--- Source document ---
# 2011 Annual PLT "Trolling for Booty" Fishing Tournament



## SandyKeys

Friday, September 23 at 6:30pm - September 25 at 7:00pm

Grand Lagoon Yacht Club
10653 Gulf Beach Highway
Perdido Key, FL


Created ByPirates of Lost Treasure for Secret Santa

Join us for the fun, fishing, prizes and mayhem! The Pirates of Lost Treasure are at it again hosting the 6th Annual Fishing Tournament in Perdido Key, FL.

Tickets $50 in advance, $55 at the Captain's Meeting

We're judging Red Drum, Flounder, Trout, Spanish Mac, King Mac, Amberjack, Triggerfish, and Snapper! Cash prizes for top three in each category! and special "Young Matey's" contest for largest Pin Fish!

Capt's Meeting Friday 9-23-11 6:30pm at GLYC
Fishing Open 7:00pm through Sunday 3:00 when scales close
Event Open Saturday and Sunday at noon!

Hope to see you there!

Cindy Woods - aka Sandy Keys


----------



## SandyKeys

:thumbsup: Bump!


----------



## H2OMARK

Great family tournament. Looking forward to it!!


----------



## MrFish

I think my wife and I will try and make it down for this. Is snapper going to be replaced with grouper or another species?

--- Data provided ---
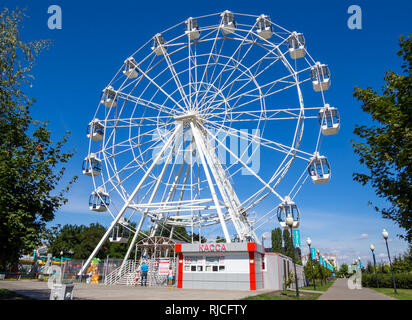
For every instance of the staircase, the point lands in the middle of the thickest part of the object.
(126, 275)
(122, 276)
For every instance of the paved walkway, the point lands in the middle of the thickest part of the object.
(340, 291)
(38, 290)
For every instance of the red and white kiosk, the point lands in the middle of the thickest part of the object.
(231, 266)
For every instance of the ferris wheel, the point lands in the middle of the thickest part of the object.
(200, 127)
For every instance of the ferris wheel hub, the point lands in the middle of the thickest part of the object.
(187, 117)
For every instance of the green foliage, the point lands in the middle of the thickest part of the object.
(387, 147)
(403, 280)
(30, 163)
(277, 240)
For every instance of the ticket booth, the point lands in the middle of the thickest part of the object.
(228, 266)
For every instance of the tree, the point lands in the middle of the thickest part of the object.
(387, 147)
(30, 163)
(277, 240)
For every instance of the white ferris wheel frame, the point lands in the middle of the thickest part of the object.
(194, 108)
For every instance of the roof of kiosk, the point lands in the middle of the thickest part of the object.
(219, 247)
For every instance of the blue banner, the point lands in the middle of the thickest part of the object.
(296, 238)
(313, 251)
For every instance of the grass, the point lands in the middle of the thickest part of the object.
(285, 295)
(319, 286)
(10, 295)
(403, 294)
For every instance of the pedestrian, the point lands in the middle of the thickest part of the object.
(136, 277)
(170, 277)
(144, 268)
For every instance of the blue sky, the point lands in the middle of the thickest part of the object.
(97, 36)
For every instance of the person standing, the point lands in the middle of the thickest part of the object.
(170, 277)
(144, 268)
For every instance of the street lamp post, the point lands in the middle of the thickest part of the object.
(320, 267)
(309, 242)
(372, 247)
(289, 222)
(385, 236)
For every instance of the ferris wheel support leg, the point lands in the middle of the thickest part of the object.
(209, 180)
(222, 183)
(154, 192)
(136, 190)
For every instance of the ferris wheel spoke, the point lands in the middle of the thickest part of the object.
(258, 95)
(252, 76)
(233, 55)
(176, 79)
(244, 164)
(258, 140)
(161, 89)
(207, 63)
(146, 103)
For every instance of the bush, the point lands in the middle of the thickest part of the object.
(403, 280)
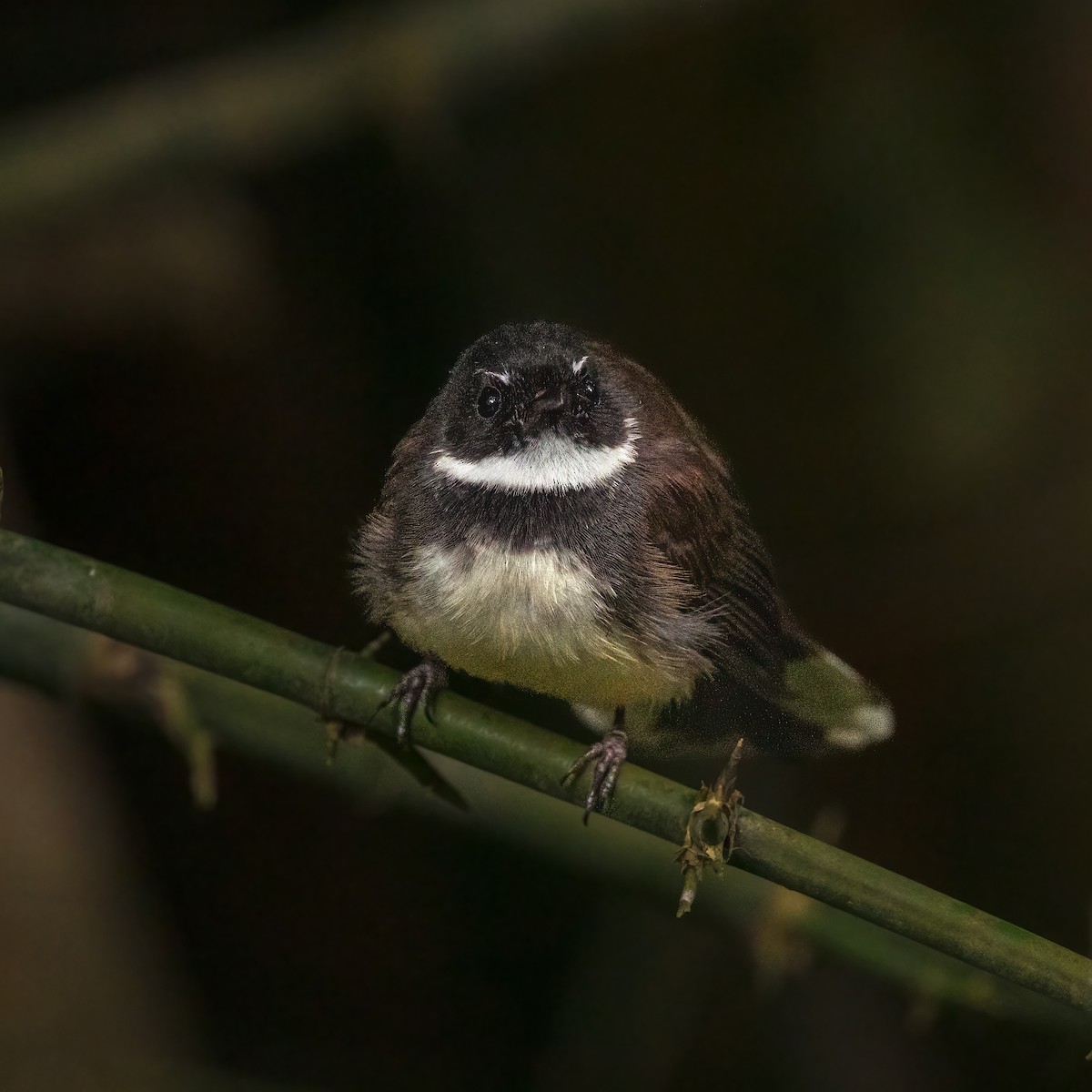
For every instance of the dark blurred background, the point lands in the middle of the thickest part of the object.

--- Given problem ---
Extract the passage of the tournament thread from "Join us for" up to and including "see you there!", copying it word for word. None of the items are needed for this work.

--- The reply ---
Join us for the fun, fishing, prizes and mayhem! The Pirates of Lost Treasure are at it again hosting the 6th Annual Fishing Tournament in Perdido Key, FL.

Tickets $50 in advance, $55 at the Captain's Meeting

We're judging Red Drum, Flounder, Trout, Spanish Mac, King Mac, Amberjack, Triggerfish, and Snapper! Cash prizes for top three in each category! and special "Young Matey's" contest for largest Pin Fish!

Capt's Meeting Friday 9-23-11 6:30pm at GLYC
Fishing Open 7:00pm through Sunday 3:00 when scales close
Event Open Saturday and Sunday at noon!

Hope to see you there!